YOUR INSTRUCTIONS. Leaving the pictures aside, return the listing exactly as it appears.
*** DATASET RECORDS Section Begins ***
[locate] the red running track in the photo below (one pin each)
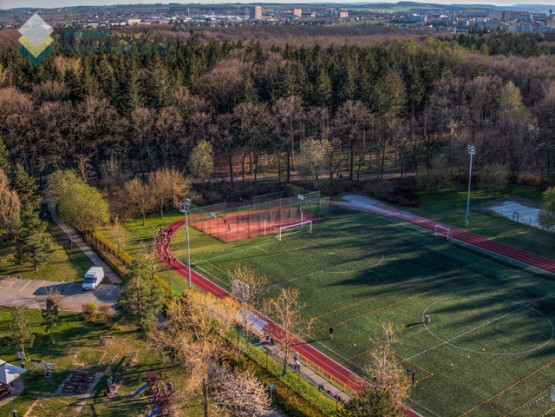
(472, 239)
(314, 356)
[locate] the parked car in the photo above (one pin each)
(93, 278)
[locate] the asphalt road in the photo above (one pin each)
(28, 293)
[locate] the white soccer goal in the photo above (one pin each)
(297, 227)
(440, 230)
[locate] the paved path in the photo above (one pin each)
(86, 249)
(29, 293)
(343, 378)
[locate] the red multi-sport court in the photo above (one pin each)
(240, 225)
(336, 371)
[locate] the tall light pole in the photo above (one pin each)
(471, 151)
(184, 208)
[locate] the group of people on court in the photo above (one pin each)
(162, 245)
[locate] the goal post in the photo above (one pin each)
(304, 225)
(440, 230)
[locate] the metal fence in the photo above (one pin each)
(263, 215)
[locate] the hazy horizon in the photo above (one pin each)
(49, 4)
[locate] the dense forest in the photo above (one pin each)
(114, 105)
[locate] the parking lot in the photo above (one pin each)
(28, 293)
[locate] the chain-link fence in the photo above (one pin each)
(262, 216)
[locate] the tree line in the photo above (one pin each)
(400, 104)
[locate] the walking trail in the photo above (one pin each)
(76, 239)
(342, 378)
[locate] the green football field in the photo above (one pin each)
(489, 349)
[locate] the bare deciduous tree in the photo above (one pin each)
(139, 197)
(9, 204)
(286, 309)
(248, 288)
(242, 394)
(168, 186)
(387, 373)
(195, 324)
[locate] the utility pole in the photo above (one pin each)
(471, 149)
(184, 208)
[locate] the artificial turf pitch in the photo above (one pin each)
(489, 349)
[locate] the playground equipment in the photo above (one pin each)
(159, 394)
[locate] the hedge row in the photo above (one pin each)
(120, 261)
(294, 395)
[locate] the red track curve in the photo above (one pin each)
(311, 354)
(468, 238)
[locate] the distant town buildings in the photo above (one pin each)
(255, 12)
(438, 19)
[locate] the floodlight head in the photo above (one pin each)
(185, 206)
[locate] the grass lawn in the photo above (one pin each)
(77, 347)
(489, 347)
(449, 206)
(66, 264)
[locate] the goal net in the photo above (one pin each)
(440, 230)
(294, 228)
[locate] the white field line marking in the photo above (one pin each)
(22, 288)
(219, 269)
(357, 270)
(326, 270)
(212, 275)
(448, 342)
(425, 408)
(266, 244)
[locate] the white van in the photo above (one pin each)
(93, 277)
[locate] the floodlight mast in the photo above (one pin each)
(471, 149)
(184, 208)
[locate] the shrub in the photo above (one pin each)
(528, 178)
(89, 309)
(104, 314)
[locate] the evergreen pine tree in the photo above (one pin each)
(5, 164)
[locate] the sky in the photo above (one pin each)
(8, 4)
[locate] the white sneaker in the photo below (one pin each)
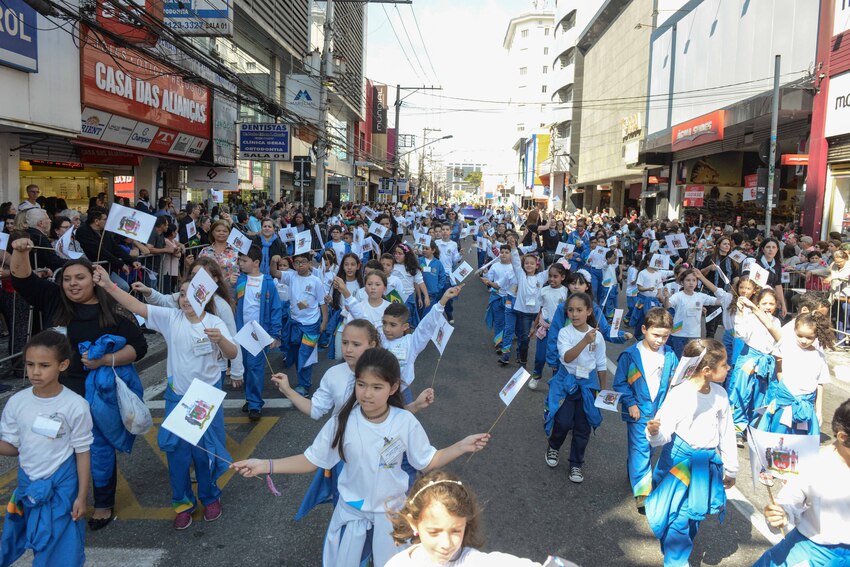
(576, 475)
(552, 457)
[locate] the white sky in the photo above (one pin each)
(464, 39)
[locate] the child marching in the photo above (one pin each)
(370, 434)
(49, 429)
(699, 459)
(644, 371)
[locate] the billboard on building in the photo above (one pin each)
(379, 109)
(199, 17)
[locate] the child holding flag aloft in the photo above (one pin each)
(370, 434)
(500, 279)
(552, 297)
(687, 305)
(643, 378)
(795, 399)
(572, 391)
(309, 317)
(817, 502)
(195, 345)
(530, 281)
(699, 459)
(49, 429)
(433, 274)
(257, 300)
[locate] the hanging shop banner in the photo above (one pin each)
(694, 195)
(302, 97)
(379, 109)
(218, 178)
(18, 36)
(136, 21)
(269, 142)
(200, 17)
(224, 131)
(702, 130)
(130, 100)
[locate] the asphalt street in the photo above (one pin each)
(530, 510)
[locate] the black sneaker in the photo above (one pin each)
(552, 457)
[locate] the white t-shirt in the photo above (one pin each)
(334, 390)
(587, 360)
(190, 353)
(652, 280)
(416, 556)
(802, 370)
(653, 367)
(408, 282)
(39, 455)
(688, 312)
(704, 421)
(818, 501)
(306, 294)
(449, 254)
(373, 451)
(551, 298)
(251, 301)
(503, 276)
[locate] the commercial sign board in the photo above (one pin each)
(199, 17)
(838, 106)
(379, 109)
(702, 130)
(224, 131)
(302, 97)
(132, 20)
(269, 142)
(18, 36)
(130, 100)
(219, 178)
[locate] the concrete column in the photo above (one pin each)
(10, 179)
(145, 175)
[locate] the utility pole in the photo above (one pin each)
(771, 167)
(398, 101)
(326, 72)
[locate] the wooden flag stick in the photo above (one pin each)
(488, 432)
(434, 379)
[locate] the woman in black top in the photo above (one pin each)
(87, 313)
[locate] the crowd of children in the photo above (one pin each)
(376, 306)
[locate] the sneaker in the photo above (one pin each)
(639, 502)
(182, 521)
(552, 457)
(576, 475)
(212, 511)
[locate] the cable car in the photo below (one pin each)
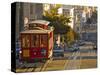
(37, 42)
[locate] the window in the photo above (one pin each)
(35, 40)
(43, 41)
(25, 41)
(43, 52)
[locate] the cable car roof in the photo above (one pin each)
(43, 22)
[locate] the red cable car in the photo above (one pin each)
(37, 42)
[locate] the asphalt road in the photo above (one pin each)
(70, 61)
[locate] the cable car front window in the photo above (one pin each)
(25, 41)
(43, 41)
(35, 40)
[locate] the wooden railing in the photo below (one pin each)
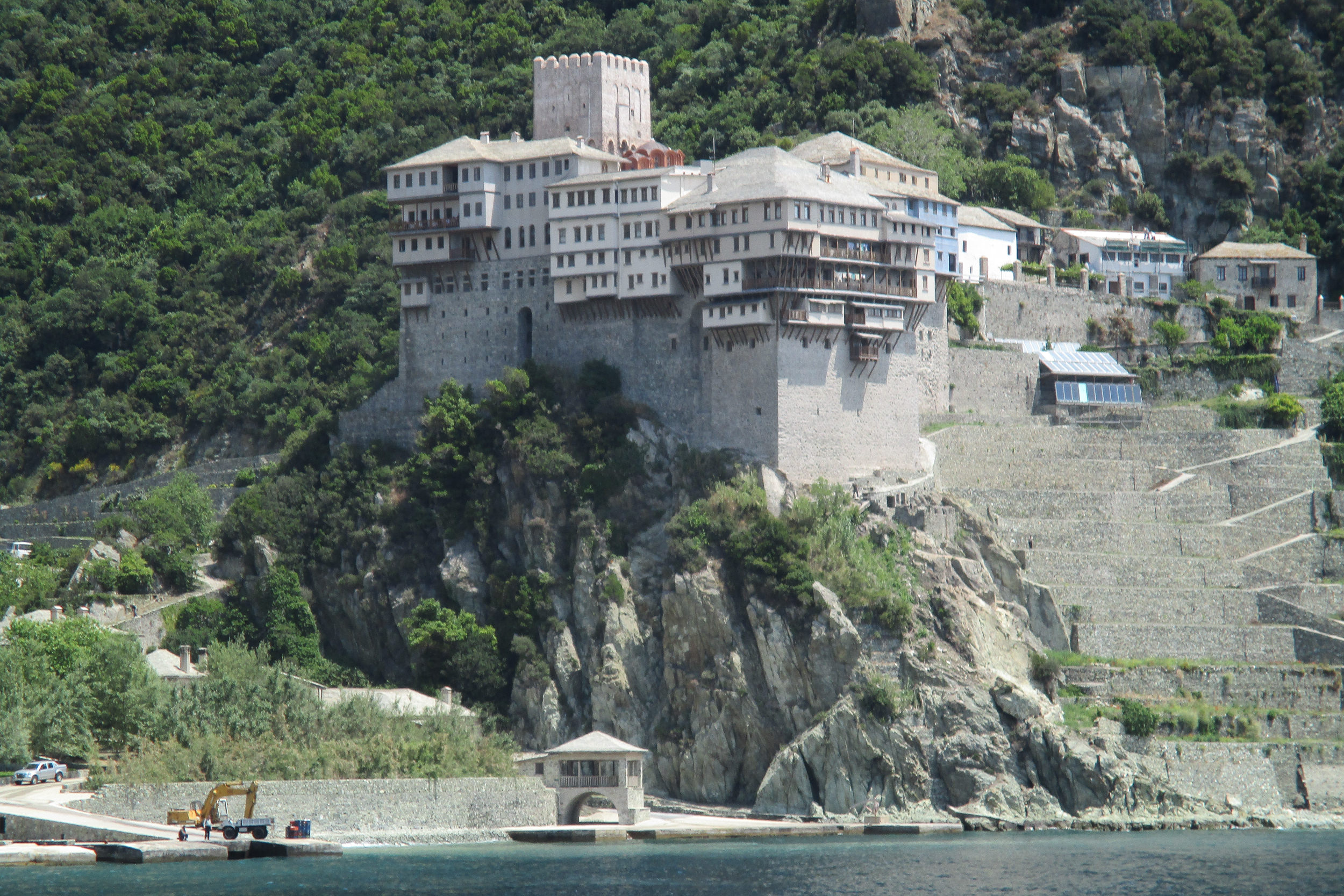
*** DATASET RECORDS Section Ends ***
TASK OUTPUT.
[locate] the red running track in the photo below (one pin each)
(472, 239)
(314, 356)
[locate] the parked car in the photo above (one pin each)
(93, 278)
[locate] the asphalt road in the photo above (one pin each)
(28, 293)
[locate] the white soccer goal in the photo above (one pin each)
(297, 227)
(440, 230)
[locate] the paved path in the photo above (one pin each)
(86, 249)
(29, 293)
(343, 378)
[locate] the red multi-sport court in the photo above (one pin each)
(240, 225)
(336, 371)
[locate] the tall light pole in the photo above (one pin each)
(471, 151)
(184, 208)
[locate] the group of people on court in the photo above (one pin each)
(162, 245)
[locate] the goal post in the photo above (one pin each)
(304, 225)
(440, 230)
[locate] the metal fence in the photo above (one pin each)
(263, 215)
[locate] the hazy horizon in the photo above (one pin each)
(49, 4)
[locate] the dense forest in the photo above (one pin each)
(114, 105)
[locate] the parking lot in the photo above (one pin each)
(28, 293)
[locate] the chain-link fence in the photo above (one pin each)
(262, 216)
[locate] the tree line in the photo above (one pin each)
(400, 104)
[locate] the walking trail in the photo above (one pin each)
(76, 239)
(342, 378)
[locate] the green football field in the photo above (one pin each)
(489, 349)
[locate] the bare deciduous tree in the photo above (one pin each)
(139, 197)
(9, 204)
(286, 309)
(248, 288)
(242, 394)
(168, 186)
(387, 373)
(195, 324)
[locate] the utility pole in the photo above (one pin each)
(471, 149)
(184, 208)
[locate] the artificial turf pitch in the photo above (one pin each)
(489, 349)
[locate] the playground equipment in the photo above (one pin each)
(159, 394)
[locate] the hedge row in the photo above (one pin each)
(120, 261)
(294, 395)
[locate] the red track curve in the photo above (one pin each)
(311, 354)
(468, 238)
[locate] the distant town buildings in the photo above (one pin each)
(255, 12)
(438, 19)
[locate] the floodlight head in the photo above (one pin each)
(185, 206)
[locate] the grass lawn in the photo above (one pin each)
(77, 347)
(489, 347)
(449, 206)
(66, 264)
[locate] the goal net in the photo above (one pin each)
(440, 230)
(294, 228)
[locate] the white field line marking in the photo above (one pin each)
(22, 288)
(219, 269)
(357, 270)
(326, 270)
(212, 275)
(448, 342)
(425, 408)
(266, 244)
[locate] the white van in the photo above (one pin each)
(93, 277)
[locate] the floodlight mast in the photo above (one pin each)
(471, 149)
(184, 208)
[locate] the shrub in the photo above (one pin each)
(528, 178)
(89, 309)
(104, 314)
[locate] the evergreen pine tree in the photo above (one pin each)
(5, 164)
[locate] the sky in the photo above (one pin each)
(8, 4)
[locate] the white sneaker in the photo below (one pin each)
(576, 475)
(552, 457)
[locate] the white sky in the photo above (one pin each)
(464, 39)
[locate] the child marching in the photo above (one pin each)
(370, 434)
(49, 429)
(699, 459)
(644, 371)
[locate] the billboard on building in the photo above (one pin each)
(379, 109)
(199, 17)
[locate] the child holding flag aloft in the photo above (one pin each)
(370, 434)
(500, 279)
(552, 297)
(687, 305)
(643, 378)
(795, 399)
(572, 391)
(309, 317)
(817, 502)
(195, 345)
(530, 281)
(699, 459)
(49, 429)
(433, 274)
(257, 300)
[locate] the hanging shop banner in the photo above (one pin each)
(694, 195)
(302, 97)
(379, 109)
(218, 178)
(18, 36)
(136, 21)
(269, 142)
(200, 17)
(224, 131)
(702, 130)
(130, 100)
[locate] the asphalt street in the photo above (one pin each)
(530, 510)
[locate] the black sneaker in the photo above (one pin each)
(552, 457)
[locate] the white t-shirt in the photo above (one pin each)
(334, 390)
(587, 360)
(190, 353)
(652, 280)
(416, 556)
(802, 370)
(653, 367)
(408, 282)
(39, 455)
(688, 312)
(704, 421)
(818, 501)
(306, 294)
(449, 254)
(373, 451)
(551, 298)
(251, 301)
(503, 276)
[locate] the commercial sign board in the photo above (one pin each)
(199, 17)
(838, 106)
(379, 109)
(702, 130)
(224, 131)
(302, 97)
(132, 20)
(269, 142)
(18, 36)
(130, 100)
(219, 178)
[locate] the concrete column in the photo above (one pin each)
(10, 179)
(145, 175)
[locate] the utility pole in the photo above (one pin each)
(771, 167)
(398, 101)
(326, 72)
[locate] the wooden flag stick in the photo above (one pin each)
(488, 432)
(434, 379)
[locate] the woman in black top in the photo above (one pin each)
(87, 313)
[locate] the crowd of children in the photo above (one pin each)
(376, 306)
[locate] the sneaker in the photo above (one pin each)
(639, 502)
(182, 521)
(552, 457)
(576, 475)
(212, 511)
[locate] the cable car in the photo below (one pin each)
(37, 42)
[locate] the window in the photo above (one pin each)
(35, 40)
(43, 41)
(25, 41)
(43, 52)
[locate] the cable car roof in the photo above (one pin each)
(43, 22)
[locate] the red cable car in the photo above (one pin each)
(37, 42)
[locate] the asphalt road in the photo above (one pin each)
(70, 61)
[locate] the cable car front window in the photo above (one pin each)
(25, 41)
(43, 41)
(35, 40)
[locate] the wooden railing in the photo below (one pin each)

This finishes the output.